### Work to complete:
Go through the listing and copy every line word for word.

Content starts

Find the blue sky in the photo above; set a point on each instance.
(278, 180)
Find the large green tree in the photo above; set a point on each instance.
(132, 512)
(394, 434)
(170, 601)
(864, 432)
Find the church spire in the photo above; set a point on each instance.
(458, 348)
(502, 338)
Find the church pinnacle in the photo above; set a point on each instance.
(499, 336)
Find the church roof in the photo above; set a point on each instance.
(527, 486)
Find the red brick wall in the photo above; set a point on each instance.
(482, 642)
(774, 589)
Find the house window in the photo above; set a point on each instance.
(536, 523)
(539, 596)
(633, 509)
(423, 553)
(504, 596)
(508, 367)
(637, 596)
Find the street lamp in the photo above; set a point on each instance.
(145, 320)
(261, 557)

Content ends

### Output for this task:
Find the blue sky in the photo above; set a point on each instance.
(278, 180)
Find the large green tree in the photo above; set a point on each instance.
(132, 512)
(394, 434)
(170, 601)
(864, 432)
Find the church spire in the photo above; set a point on each instance.
(458, 348)
(502, 338)
Find the church pinnacle in the photo above; set a point on each instance.
(499, 336)
Find the church roof in the photo above; set a point on each instance.
(527, 486)
Find the red brick wall in the photo above; set a point on each instance.
(482, 642)
(774, 589)
Find the house window in the photo above; set a point on each instance.
(536, 523)
(539, 596)
(633, 509)
(423, 553)
(504, 596)
(508, 367)
(637, 596)
Find the street lamp in the photo above; set a point on each instance.
(145, 320)
(261, 557)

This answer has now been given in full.